++++ Texto fornecido ++++
30/4/2014, [*] Anand Gopal, TomDispatch
Traduzido pelo pessoal da Vila Vudu
Cabul, Praça Malik Ashgar |
Era uma manhã típica, em Cabul. A Praça Malik Ashgar fervia de táxis
Corolla, jipes verdes da Polícia, minivans barulhentas e motociclistas
irritados. Meninos vendiam cartões de telefone e cambistas sacudiam maços de
dinheiro para cambiar, todos circulando entre os veículos e a fumaça dos
escapamentos. Junto ao portão do Liceu Esteqial, uma das escolas de mais
prestígio no país, estudantes chutavam uma bola de futebol. No Ministério da
Educação, um antigo prédio de estilo soviético, à frente da escola, uma fila de
funcionários saía para a calçada. Eu caminhava cruzando a praça, em direção ao
ministério, quando vi o suicida-atirador.
Tinha feições escandinavas. Blue
jeans e camiseta branca, carregando
uma mochila grande. E pôs-se a atirar indiscriminadamente na direção do prédio
do ministério. De onde eu estava, distante cerca de 50 metros, não podia ver
a expressão dele, mas não parecia frenético nem em pânico. Procurei cobertura
por trás de um táxi estacionado. Foi pouco antes de a polícia aparecer e a
praça ficar deserta.
28 pessoas, a maioria civis, morreram nos ataques no Ministério da
Educação, Ministério da Justiça e em outros pontos da cidade naquele dia, em
2009. Adiante, autoridades norte-americanas acusaram a Rede Haqqani – grupo
nebuloso que operava a partir do Paquistão e que inaugurara a tática de usar
vários suicidas-bombas em ataques urbanos que estiveram em todas as manchetes.
Diferente de outros grupos Talibã, a abordagem dos Haqqanis era “global”
e sofisticada: recrutavam árabes, paquistaneses e até europeus, influenciados
pelo mais radical pensamento islamista. O líder deles, o septuagenário senhor
da guerra Jalaluddin Haqqani, era uma espécie de Osama bin Laden e Al Capone
reunidos numa só pessoa, tão ferozmente ideológico quanto cruelmente
pragmático.
++++
Enunciado> No texto sobre o ataque em Cabul, por que o líder da Rede Haqqani é comparado a Osama bin Laden e Al Capone reunidos numa só pessoa? Responda em uma a três frases.
++++ Dados fornecidos ++++
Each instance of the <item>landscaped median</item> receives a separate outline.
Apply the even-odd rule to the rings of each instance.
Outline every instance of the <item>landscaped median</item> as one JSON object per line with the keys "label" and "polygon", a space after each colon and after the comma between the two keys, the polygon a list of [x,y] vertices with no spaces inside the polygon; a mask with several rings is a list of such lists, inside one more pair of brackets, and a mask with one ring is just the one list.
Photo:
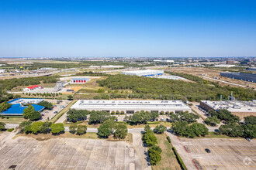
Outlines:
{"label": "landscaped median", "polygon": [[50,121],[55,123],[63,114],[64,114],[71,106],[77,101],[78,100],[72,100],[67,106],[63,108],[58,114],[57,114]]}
++++
++++ Dados fornecidos ++++
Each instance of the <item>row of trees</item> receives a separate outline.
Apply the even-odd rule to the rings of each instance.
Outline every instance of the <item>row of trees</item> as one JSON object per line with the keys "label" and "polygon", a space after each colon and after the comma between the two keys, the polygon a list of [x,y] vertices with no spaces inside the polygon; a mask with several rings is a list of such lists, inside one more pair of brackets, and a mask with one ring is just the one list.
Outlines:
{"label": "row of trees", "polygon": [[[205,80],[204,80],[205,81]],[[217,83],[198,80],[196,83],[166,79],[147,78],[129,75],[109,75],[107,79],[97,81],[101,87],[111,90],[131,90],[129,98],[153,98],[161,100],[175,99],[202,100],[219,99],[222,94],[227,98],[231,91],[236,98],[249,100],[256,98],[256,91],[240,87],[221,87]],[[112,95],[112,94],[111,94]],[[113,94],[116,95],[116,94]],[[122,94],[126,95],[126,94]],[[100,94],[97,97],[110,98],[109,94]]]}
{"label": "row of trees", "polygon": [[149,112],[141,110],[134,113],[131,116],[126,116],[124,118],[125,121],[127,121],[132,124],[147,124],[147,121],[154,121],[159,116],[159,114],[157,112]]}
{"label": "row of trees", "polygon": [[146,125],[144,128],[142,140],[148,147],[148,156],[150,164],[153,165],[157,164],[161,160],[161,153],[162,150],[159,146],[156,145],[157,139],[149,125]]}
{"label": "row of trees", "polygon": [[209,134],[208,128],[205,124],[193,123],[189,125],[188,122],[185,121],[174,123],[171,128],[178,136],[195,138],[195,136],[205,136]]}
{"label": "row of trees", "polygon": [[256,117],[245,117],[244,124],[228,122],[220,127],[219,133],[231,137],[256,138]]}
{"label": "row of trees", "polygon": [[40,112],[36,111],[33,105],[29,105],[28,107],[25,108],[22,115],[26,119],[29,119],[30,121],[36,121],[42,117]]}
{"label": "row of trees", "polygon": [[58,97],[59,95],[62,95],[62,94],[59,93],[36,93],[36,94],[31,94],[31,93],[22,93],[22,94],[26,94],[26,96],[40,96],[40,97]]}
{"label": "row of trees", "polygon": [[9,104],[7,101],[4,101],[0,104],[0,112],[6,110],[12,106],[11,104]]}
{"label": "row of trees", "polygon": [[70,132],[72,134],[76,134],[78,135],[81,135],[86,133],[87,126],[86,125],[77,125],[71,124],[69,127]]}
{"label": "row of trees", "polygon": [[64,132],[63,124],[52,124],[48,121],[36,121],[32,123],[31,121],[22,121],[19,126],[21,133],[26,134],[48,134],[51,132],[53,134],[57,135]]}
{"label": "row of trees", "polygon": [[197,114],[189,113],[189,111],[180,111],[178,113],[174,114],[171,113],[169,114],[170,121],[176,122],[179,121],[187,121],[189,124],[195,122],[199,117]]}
++++
++++ Dados fornecidos ++++
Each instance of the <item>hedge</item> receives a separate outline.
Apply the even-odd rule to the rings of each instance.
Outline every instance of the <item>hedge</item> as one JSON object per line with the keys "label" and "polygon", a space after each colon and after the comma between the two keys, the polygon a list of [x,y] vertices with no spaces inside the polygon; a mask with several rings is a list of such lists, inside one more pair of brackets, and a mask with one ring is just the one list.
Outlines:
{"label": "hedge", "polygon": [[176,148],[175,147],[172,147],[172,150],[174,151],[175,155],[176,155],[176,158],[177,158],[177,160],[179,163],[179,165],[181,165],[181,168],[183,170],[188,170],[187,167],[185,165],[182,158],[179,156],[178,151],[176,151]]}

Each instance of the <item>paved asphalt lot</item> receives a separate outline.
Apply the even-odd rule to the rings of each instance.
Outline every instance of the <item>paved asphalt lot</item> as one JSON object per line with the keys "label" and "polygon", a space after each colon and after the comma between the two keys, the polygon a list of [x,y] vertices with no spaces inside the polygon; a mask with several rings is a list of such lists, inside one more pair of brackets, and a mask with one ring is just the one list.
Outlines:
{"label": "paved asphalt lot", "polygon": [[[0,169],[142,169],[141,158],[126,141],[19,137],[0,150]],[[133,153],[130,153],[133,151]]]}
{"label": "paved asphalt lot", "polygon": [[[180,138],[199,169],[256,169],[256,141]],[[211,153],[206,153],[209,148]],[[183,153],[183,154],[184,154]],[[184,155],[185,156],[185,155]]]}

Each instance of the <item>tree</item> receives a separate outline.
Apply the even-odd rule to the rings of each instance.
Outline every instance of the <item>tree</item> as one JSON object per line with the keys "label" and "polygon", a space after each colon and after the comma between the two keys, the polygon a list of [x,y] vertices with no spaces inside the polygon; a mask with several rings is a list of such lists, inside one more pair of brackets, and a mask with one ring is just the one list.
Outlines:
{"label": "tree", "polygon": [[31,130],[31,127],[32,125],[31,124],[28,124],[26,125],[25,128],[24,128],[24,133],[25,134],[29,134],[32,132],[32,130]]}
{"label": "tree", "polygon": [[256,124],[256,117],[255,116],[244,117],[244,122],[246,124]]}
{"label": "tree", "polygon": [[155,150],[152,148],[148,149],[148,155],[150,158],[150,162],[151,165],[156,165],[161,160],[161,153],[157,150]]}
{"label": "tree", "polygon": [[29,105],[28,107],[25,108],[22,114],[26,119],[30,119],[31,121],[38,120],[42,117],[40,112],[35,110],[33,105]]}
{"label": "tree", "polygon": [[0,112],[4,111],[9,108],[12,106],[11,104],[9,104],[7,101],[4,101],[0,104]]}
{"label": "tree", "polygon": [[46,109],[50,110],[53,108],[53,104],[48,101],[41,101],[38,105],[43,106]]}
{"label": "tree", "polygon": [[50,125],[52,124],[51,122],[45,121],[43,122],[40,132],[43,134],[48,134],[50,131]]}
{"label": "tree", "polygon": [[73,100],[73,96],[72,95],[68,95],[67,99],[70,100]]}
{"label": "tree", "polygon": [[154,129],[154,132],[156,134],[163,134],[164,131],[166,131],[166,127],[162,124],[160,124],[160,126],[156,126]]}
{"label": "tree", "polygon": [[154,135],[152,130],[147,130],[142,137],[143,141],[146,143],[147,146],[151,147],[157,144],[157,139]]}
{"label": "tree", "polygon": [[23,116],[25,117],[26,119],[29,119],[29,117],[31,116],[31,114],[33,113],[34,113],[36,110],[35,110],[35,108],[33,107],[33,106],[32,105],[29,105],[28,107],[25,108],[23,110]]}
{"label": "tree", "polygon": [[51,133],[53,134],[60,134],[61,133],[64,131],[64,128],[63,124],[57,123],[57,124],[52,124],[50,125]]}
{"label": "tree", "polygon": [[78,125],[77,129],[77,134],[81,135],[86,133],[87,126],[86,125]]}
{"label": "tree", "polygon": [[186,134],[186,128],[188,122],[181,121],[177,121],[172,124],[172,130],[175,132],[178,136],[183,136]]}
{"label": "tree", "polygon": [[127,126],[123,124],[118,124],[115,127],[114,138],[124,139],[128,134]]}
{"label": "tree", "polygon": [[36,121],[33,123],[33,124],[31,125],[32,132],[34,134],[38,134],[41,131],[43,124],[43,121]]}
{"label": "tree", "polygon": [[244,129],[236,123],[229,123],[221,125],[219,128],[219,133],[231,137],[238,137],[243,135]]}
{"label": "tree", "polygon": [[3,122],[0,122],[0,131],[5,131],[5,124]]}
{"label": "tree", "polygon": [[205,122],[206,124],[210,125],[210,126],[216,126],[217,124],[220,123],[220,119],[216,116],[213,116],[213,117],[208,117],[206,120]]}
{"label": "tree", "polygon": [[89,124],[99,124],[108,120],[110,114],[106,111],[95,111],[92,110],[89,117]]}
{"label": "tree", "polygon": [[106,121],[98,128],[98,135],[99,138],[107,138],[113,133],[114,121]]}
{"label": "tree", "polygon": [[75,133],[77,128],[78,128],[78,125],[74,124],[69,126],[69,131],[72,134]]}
++++
Resolução> Porque Jalaluddin Haqqani, o septuagenário senhor da guerra que liderava o grupo, era tão ferozmente ideológico quanto cruelmente pragmático.